> [Document text]
Making Hay Monday - July 24th, 2023
High-level macro-market insights, actionable economic forecasts, and plenty of friendly candor to give you a fighting chance in the day's financial fray.
Charts of the Week
Despite that some of the smartest people I know believe that recession still equals a U.S. Treasury (UST) bond bull market, visuals such as the above lead me to conclude that this time really is different. Considering the enormity of UST debt maturing over the next two years, the red line is a shoo-in to go higher… probably, much, much higher. As a result, it is almost inevitable that the Fed will need to restart its Magical Money Machine, formally known as quantitative easing (QE). To believe this will happen without reigniting inflation, seems to me a classic case of putting hope over experience.

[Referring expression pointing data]
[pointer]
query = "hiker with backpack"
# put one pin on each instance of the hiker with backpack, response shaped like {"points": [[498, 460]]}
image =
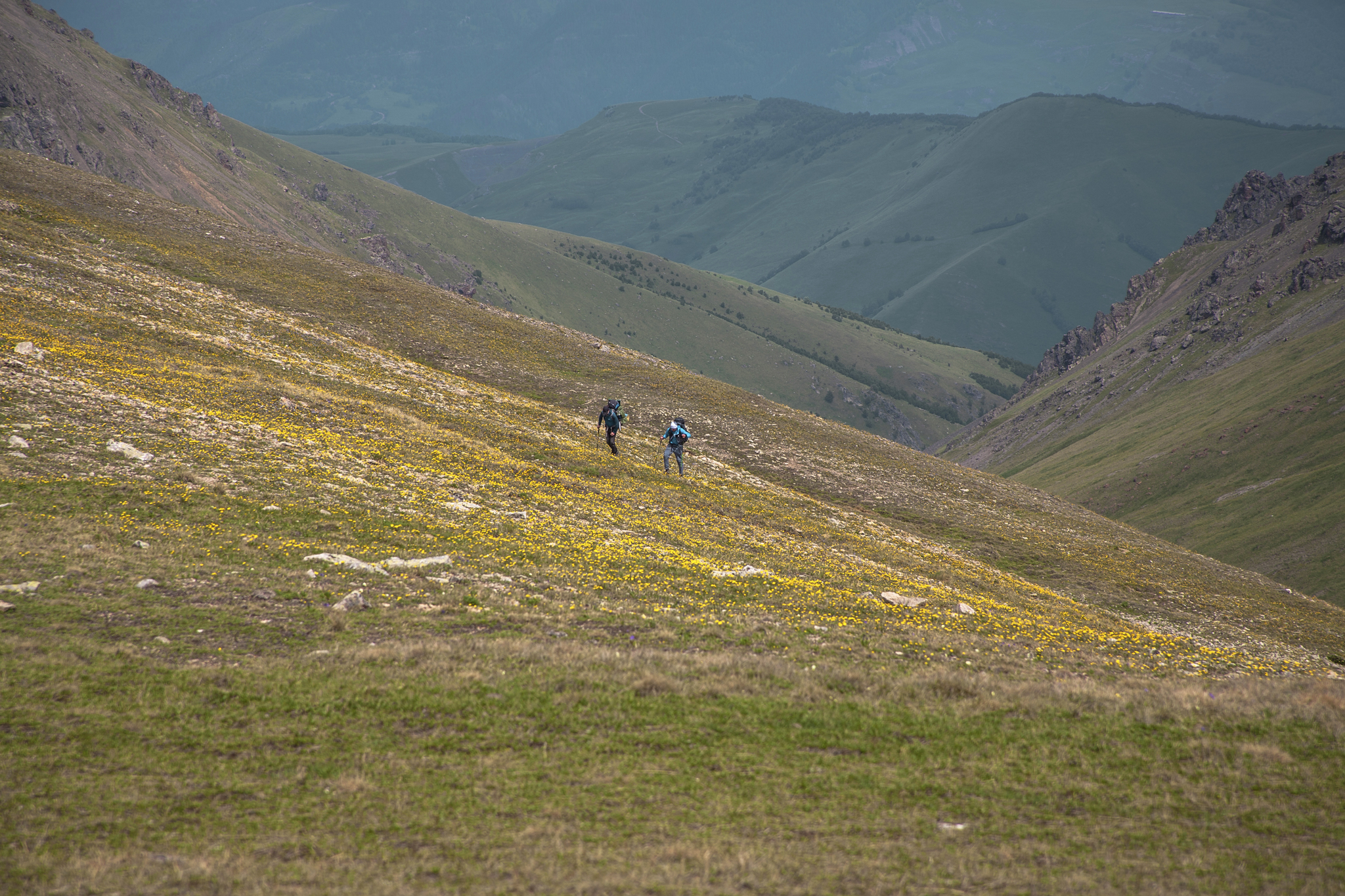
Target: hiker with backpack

> [Required work]
[1] In the market commentary, what is the formal name for the Fed's "Magical Money Machine"?
[2] Continue the market commentary from its last sentence.

> [Answer set]
[1] Quantitative easing (QE).

[2]
My concerns about the longer maturity segments of the Treasury bond market are a key theme for this Making Hay Monday. However, I readily concede there is currently an abundance of negativity toward long duration T-notes and T-bonds. This for sure has the potential to trigger periodic rallies. However, I expect them to be fleeting given the supply onslaught and the shortage of interested buyers beyond near-term maturities. When it comes to the attitude toward stocks, it’s a diametrically opposed situation, as shown above. Twenty-four years ago, when traders were as bullish on stocks and bearish on bonds as they are today, it was on the eve of one of the worst equity bear markets. Conversely, bonds were poised to produce several years of strong performance. It will be a tough act to follow, though, since long-term Treasurys were yielding over 6% in 1999 versus sub-4% today. It’s also hard to believe today that in the late 1990s the federal government was running surpluses. That’s another total opposite versus current conditions.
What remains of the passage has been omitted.